--- START RECORDS FOR THIS EXERCISE ---

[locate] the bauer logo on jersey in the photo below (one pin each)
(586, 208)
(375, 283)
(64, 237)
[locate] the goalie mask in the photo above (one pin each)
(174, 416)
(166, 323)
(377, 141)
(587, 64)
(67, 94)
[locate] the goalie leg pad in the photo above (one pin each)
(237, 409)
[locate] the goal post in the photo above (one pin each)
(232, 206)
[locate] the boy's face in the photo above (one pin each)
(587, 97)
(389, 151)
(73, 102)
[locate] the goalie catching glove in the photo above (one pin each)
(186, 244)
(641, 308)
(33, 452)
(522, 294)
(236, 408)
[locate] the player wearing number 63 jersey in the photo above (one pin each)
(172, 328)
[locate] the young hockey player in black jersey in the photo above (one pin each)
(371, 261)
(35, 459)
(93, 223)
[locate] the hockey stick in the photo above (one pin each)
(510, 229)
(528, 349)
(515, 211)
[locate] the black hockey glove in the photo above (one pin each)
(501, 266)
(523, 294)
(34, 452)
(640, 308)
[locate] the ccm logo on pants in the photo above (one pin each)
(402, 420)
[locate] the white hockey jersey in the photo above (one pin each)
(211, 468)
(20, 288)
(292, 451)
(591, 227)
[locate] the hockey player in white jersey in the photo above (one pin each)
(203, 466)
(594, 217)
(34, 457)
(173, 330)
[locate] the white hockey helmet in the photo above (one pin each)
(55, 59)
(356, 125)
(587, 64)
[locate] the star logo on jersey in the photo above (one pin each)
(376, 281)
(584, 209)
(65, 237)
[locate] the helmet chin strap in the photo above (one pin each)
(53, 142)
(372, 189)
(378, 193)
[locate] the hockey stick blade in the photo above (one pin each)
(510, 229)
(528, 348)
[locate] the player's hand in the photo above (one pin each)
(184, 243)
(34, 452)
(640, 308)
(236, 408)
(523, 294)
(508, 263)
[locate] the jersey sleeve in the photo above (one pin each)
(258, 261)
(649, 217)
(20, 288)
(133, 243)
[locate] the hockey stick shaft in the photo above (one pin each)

--- END RECORDS FOR THIS EXERCISE ---

TASK PROMPT >> Reproduce each record shown above without altering a single word.

SOLVED PROBLEM >>
[locate] the bauer logo on jersey in the photo below (one pin each)
(586, 208)
(375, 283)
(64, 237)
[locate] the goalie mask in the photo above (one pin each)
(174, 416)
(166, 323)
(377, 141)
(587, 64)
(67, 94)
[locate] the goalie leg pad in the photo above (one pin each)
(237, 409)
[locate] the goal post in the photo above (one pin each)
(232, 206)
[locate] the boy's face in the photo above (one pin each)
(587, 97)
(389, 151)
(73, 102)
[locate] the goalie catching glove in the photo above (one pin each)
(186, 244)
(641, 308)
(33, 452)
(522, 294)
(236, 408)
[locate] the player wearing number 63 jersey in the photo above (one pin each)
(172, 328)
[locate] the young hockey player in black jersey in the photo above (one pin each)
(371, 261)
(35, 459)
(93, 223)
[locate] the hockey stick in the photo above (one pin each)
(510, 229)
(528, 349)
(515, 211)
[locate] the black hockey glove in the photo above (one pin each)
(501, 266)
(523, 294)
(34, 452)
(640, 308)
[locate] the ccm logo on pants in the photo above (one pin each)
(402, 420)
[locate] the white hockey jersey in the photo above (one pin each)
(211, 468)
(20, 288)
(292, 451)
(591, 227)
[locate] the hockey player in white jersey in the photo above (one pin each)
(203, 466)
(594, 217)
(34, 457)
(173, 330)
[locate] the white hockey helmet in the photo above (one pin each)
(55, 59)
(356, 125)
(587, 64)
[locate] the star logo on jersey in the photo above (one pin each)
(376, 281)
(584, 209)
(65, 237)
[locate] the helmet chin strap in the photo above (one pin each)
(53, 142)
(372, 189)
(378, 193)
[locate] the hockey stick blade in the photo above (one pin each)
(510, 229)
(528, 348)
[locate] the player's hand in the photo above (one pin each)
(184, 243)
(34, 452)
(640, 308)
(236, 408)
(523, 294)
(508, 263)
[locate] the jersey sleeve in the photo above (one pin each)
(258, 261)
(649, 217)
(20, 288)
(133, 243)
[locate] the hockey stick shaft in the photo above (one pin each)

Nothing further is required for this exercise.